§ **Provided data**:
▬▬▬▬▬▬▬▬▬▬

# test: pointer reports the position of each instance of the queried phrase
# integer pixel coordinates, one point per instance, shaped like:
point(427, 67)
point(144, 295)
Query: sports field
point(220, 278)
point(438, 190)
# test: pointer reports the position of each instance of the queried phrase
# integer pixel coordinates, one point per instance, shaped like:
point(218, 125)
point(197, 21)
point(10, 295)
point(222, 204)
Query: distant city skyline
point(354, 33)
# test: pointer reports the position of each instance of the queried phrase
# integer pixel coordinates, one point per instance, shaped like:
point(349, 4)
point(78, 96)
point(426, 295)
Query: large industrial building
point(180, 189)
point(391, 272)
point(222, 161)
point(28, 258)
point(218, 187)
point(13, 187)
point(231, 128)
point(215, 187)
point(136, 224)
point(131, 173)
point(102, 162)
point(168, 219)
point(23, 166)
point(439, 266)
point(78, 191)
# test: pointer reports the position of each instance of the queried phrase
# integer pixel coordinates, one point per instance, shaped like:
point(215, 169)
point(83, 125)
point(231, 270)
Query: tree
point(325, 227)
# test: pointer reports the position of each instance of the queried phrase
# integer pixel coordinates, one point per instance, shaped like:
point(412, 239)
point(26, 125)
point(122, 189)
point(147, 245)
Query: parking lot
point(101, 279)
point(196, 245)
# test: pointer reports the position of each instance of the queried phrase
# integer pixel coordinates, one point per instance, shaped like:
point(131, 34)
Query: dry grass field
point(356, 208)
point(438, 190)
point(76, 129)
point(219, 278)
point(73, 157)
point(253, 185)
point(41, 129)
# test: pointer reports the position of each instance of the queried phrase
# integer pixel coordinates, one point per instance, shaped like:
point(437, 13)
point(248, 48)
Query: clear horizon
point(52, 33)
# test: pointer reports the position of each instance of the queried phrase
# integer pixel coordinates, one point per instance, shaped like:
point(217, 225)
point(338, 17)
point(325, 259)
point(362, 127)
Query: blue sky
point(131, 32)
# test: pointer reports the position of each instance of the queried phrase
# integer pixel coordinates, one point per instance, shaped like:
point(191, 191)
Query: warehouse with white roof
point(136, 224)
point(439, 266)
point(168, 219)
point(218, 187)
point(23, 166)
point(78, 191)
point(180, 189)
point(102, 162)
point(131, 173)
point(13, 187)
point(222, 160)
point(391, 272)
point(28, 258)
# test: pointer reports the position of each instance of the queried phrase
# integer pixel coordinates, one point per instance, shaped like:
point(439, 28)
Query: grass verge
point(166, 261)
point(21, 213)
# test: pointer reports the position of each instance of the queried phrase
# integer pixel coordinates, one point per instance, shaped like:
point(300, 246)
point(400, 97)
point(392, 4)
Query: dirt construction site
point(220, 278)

▬▬▬▬▬▬▬▬▬▬

§ **The task**: Copy out every line of the rows above that contains the string "grass", matching it case-sensitively.

§ **Expected output**:
Query: dry grass field
Query: grass verge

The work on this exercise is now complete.